Reproduce each line of the material below with no changes.

— begin —

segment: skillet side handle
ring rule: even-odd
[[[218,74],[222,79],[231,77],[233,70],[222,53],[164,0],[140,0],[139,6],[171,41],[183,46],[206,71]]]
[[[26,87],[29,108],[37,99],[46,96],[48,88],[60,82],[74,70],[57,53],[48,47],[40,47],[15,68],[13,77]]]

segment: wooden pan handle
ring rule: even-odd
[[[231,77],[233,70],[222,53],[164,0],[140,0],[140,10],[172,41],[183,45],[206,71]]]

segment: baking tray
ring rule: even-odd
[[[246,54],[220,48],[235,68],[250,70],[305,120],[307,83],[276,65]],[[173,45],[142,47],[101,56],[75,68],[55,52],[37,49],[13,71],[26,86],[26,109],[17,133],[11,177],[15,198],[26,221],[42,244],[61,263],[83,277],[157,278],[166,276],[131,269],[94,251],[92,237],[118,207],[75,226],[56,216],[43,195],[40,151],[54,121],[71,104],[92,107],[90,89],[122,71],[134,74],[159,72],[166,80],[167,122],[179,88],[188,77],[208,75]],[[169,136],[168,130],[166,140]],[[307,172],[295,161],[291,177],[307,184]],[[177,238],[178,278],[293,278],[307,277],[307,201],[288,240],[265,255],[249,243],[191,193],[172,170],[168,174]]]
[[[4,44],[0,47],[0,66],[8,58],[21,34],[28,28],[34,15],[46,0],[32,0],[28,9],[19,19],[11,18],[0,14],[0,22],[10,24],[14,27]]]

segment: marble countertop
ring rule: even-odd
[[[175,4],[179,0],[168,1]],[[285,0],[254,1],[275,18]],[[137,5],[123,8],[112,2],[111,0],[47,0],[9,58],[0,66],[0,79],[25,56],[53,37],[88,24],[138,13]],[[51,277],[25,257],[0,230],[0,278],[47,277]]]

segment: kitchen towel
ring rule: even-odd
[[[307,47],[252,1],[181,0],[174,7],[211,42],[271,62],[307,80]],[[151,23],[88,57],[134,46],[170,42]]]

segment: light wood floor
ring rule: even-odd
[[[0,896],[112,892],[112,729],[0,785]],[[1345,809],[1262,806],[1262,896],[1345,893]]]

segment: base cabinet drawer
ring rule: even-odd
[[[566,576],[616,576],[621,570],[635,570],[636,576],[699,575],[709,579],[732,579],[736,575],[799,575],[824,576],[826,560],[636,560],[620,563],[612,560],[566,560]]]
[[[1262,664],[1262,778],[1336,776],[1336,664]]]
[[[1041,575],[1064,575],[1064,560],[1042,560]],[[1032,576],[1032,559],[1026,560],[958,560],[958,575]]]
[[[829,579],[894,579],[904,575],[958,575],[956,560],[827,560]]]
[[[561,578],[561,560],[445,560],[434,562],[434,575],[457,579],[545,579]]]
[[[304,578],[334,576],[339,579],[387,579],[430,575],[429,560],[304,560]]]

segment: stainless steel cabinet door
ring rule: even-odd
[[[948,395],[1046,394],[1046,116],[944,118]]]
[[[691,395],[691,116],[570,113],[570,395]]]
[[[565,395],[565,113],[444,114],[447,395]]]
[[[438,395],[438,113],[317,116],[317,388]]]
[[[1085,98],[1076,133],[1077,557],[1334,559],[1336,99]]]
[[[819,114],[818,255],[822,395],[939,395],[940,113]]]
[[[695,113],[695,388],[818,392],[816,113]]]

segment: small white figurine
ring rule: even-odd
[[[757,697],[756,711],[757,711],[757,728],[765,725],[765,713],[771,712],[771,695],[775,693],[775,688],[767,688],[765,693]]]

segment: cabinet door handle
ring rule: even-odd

— end —

CORRECT RESPONSE -
segment: skillet side handle
ring rule: even-odd
[[[218,74],[222,79],[231,77],[233,70],[222,53],[164,0],[140,0],[139,6],[171,41],[183,46],[206,71]]]
[[[26,87],[29,108],[37,99],[46,96],[48,88],[60,82],[74,70],[57,53],[48,47],[40,47],[15,68],[13,77]]]

segment: wooden pan handle
ring rule: even-odd
[[[231,77],[233,70],[222,53],[164,0],[140,0],[140,10],[172,41],[183,45],[206,71]]]

segment: baking tray
ring rule: even-odd
[[[246,54],[220,48],[235,68],[250,70],[305,120],[307,83],[276,65]],[[173,45],[142,47],[101,56],[75,68],[55,52],[37,49],[13,71],[26,86],[26,109],[17,133],[11,177],[15,198],[26,221],[42,244],[61,263],[83,277],[157,278],[166,276],[131,269],[94,251],[92,237],[118,207],[75,226],[56,216],[43,195],[40,151],[54,121],[71,104],[92,107],[90,89],[122,71],[134,74],[159,72],[166,80],[167,122],[179,88],[188,77],[208,75]],[[169,136],[168,130],[166,140]],[[307,172],[295,161],[291,177],[307,184]],[[177,238],[178,278],[293,278],[307,277],[307,201],[288,240],[265,255],[249,243],[191,193],[172,170],[168,174]]]
[[[4,44],[0,47],[0,66],[8,58],[21,34],[28,28],[34,15],[46,0],[32,0],[28,9],[19,19],[11,18],[0,14],[0,22],[10,24],[14,27]]]

segment: marble countertop
ring rule: even-odd
[[[175,4],[179,0],[168,1]],[[285,0],[254,1],[275,18]],[[137,5],[123,8],[112,2],[111,0],[47,0],[9,58],[0,66],[0,79],[25,56],[53,37],[88,24],[138,13]],[[51,277],[25,257],[0,230],[0,278],[47,277]]]

segment: kitchen towel
ring rule: even-odd
[[[307,47],[252,1],[181,0],[174,7],[211,42],[271,62],[307,80]],[[151,23],[88,57],[134,46],[170,42]]]

segment: light wood floor
ring rule: even-odd
[[[0,896],[112,892],[112,729],[0,785]],[[1345,809],[1262,806],[1262,896],[1345,893]]]

segment: base cabinet drawer
ring rule: even-odd
[[[566,576],[616,576],[621,570],[635,570],[636,576],[699,575],[709,579],[732,579],[736,575],[799,575],[824,576],[826,560],[636,560],[620,563],[612,560],[566,560]]]
[[[1262,664],[1262,778],[1336,776],[1336,664]]]
[[[1041,575],[1064,575],[1064,560],[1042,560]],[[1032,576],[1032,559],[1026,560],[958,560],[958,575]]]
[[[829,579],[894,579],[904,575],[958,575],[956,560],[827,560]]]
[[[561,578],[561,560],[445,560],[434,562],[434,575],[457,579],[545,579]]]
[[[304,578],[334,576],[339,579],[387,579],[430,575],[429,560],[304,560]]]

segment: stainless steel cabinet door
ring rule: even-odd
[[[948,395],[1046,394],[1046,116],[944,118]]]
[[[691,395],[691,116],[570,113],[570,395]]]
[[[565,395],[565,113],[444,114],[447,395]]]
[[[438,395],[438,113],[317,116],[317,388]]]
[[[1085,98],[1076,133],[1077,557],[1334,559],[1336,99]]]
[[[819,114],[818,255],[822,395],[939,395],[940,113]]]
[[[695,113],[695,388],[818,392],[816,113]]]

segment: small white figurine
ring rule: even-odd
[[[757,697],[756,711],[757,711],[757,728],[765,725],[765,713],[771,712],[771,695],[775,693],[775,688],[767,688],[765,693]]]

segment: cabinet door handle
ring rule: even-odd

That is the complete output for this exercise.